§ **Given text**:
● ● ●

I thought white dwarfs get their luminosity mainly from shrinking and turning gravitational potential energy into heat.

In my model, (energy release) is

dE/dt = -UH,

where E is the energy generated, U is the internal gravitational potential energy of the star and H is Hubble's constant.
I don't know about H, but you are agreeing with tusenfem that the "source of extra luminosity" is good-ol' gravity?

ExpErdMann
2006-Jun-02, 02:12 PM
Gravity is involved but it's not acting conventionally. During the collpase of a white dwarf gravitational potential energy is converted to heat. An enormous amount of heat is generated which makes the white dwarf bright. My model does not involve this. Instead, the gravitons which comprise the internal gravitational potential energy of the star are slowly being converted to photons at a rate proportional to H. Similarly, ordinary light is converted to gravitons while it passes through space (the "tired light" effect). For this reason the graviton content of the white dwarf is not affected by this process, except where expansion also occurs.

Nereid
2006-Jun-02, 08:20 PM
How does this EEM (ExpErdMann) mechanism differ in neutron stars? in black holes? (from how it works in white dwarfs)?

What is the (photon) spectrum of the newly generated photons ("gravitons [...] star are slowly being converted to photons")?
Similarly, ordinary light is converted to gravitons while it passes through space (the "tired light" effect)There seems to be an inconsistency here ... if you convert a photon into a graviton, it ceases to be a photon (and it most certainly doesn't turn into a photon with a longer wavelength).

● ● ●

§ **Provided information**:
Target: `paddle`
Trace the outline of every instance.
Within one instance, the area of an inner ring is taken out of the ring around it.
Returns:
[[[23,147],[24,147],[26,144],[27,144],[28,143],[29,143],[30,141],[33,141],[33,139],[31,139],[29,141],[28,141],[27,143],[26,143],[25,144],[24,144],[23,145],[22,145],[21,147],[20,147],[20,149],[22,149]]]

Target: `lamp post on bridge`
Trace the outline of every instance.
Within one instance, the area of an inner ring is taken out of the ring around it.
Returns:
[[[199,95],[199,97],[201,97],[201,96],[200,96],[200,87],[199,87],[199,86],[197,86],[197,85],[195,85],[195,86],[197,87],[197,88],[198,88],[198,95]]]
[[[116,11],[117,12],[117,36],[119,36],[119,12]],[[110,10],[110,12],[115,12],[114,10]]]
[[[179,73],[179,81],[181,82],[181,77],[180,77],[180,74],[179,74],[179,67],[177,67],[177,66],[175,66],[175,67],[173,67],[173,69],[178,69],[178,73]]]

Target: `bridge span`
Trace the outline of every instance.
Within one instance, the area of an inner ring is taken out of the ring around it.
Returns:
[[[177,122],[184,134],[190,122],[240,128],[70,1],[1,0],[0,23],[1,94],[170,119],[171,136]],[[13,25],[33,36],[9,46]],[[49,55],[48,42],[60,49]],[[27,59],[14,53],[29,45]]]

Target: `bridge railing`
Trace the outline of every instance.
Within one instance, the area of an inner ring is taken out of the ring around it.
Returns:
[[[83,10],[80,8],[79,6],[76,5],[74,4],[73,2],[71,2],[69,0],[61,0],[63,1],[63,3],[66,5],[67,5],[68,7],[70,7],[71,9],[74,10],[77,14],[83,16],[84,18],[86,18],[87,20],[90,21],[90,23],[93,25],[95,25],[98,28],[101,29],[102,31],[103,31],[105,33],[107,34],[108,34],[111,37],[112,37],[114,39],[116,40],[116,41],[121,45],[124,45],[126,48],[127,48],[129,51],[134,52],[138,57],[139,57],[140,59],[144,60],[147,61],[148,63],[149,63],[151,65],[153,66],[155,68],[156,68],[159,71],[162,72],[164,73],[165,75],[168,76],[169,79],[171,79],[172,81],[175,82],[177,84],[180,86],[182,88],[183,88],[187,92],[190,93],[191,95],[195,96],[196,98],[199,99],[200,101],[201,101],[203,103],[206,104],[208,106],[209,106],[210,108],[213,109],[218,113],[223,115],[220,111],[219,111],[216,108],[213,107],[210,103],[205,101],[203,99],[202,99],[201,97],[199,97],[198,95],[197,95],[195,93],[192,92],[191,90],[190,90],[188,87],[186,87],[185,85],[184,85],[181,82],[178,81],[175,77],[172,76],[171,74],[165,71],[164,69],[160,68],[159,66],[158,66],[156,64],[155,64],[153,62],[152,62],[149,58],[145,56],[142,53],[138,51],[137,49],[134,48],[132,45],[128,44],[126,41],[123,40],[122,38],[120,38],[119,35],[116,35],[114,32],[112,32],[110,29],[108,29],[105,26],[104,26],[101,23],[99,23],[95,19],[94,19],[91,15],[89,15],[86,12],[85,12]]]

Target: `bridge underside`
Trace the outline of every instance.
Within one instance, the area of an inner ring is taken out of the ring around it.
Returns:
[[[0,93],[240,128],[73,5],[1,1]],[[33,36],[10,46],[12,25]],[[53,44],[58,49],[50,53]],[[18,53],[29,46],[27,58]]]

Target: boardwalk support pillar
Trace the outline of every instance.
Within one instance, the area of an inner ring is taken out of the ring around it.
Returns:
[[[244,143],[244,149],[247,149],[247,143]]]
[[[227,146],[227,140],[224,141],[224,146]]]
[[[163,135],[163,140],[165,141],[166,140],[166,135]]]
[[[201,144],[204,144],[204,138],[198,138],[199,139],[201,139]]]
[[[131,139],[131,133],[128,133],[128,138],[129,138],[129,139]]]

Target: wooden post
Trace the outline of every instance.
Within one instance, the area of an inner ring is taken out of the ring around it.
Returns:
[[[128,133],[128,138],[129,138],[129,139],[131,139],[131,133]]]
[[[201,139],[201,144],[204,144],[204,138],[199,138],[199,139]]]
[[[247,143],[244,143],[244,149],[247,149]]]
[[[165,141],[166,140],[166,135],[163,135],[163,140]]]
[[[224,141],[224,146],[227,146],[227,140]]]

● ● ●

§ **Aim 1**: From the white dwarf thread, extract the passage from "In my model, (energy" up to and including "is good-ol' gravity?".
§ **Aim 2**: Translate this sentence from the white dwarf thread into Spanish: "An enormous amount of heat is generated which makes the white dwarf bright."
§ **Aim 3**: Carry on the forum thread about white dwarf luminosity from its last sentence.
The data is separate from the forum thread about white dwarf luminosity.

§ **Task output 1**:
In my model, (energy release) is

dE/dt = -UH,

where E is the energy generated, U is the internal gravitational potential energy of the star and H is Hubble's constant.
I don't know about H, but you are agreeing with tusenfem that the "source of extra luminosity" is good-ol' gravity?

§ **Task output 2**: Se genera una enorme cantidad de calor, lo que hace que la enana blanca brille.

§ **Task output 3**:
ExpErdMann
2006-Jun-03, 01:54 AM
The EEM mechanism does not specify a specific wavelength range. It just gives a total energy output. There will be an equivalent energy release from neutron stars and black hole-type objects. From my limited reading the observed spectrum from neutron stars is towards the X-ray end. What I really need is some charts of total luminosities for these various objects which also supply the mass and radius. Bet my mechanism will check out.

Nereid
2006-Jun-03, 02:09 PM
[snip]

Instead, the gravitons which comprise the internal gravitational potential energy of the star are slowly being converted to photons at a rate proportional to H.

[snip]
It just gives a total energy output.So the power (energy per unit of time) is proportional to (the local value of) H.

How does it vary, by the mass and (average) density of the object?

Do you have any OOM estimates of the constants (of proportionality)? To what extent have any of these varied, over the life of the universe?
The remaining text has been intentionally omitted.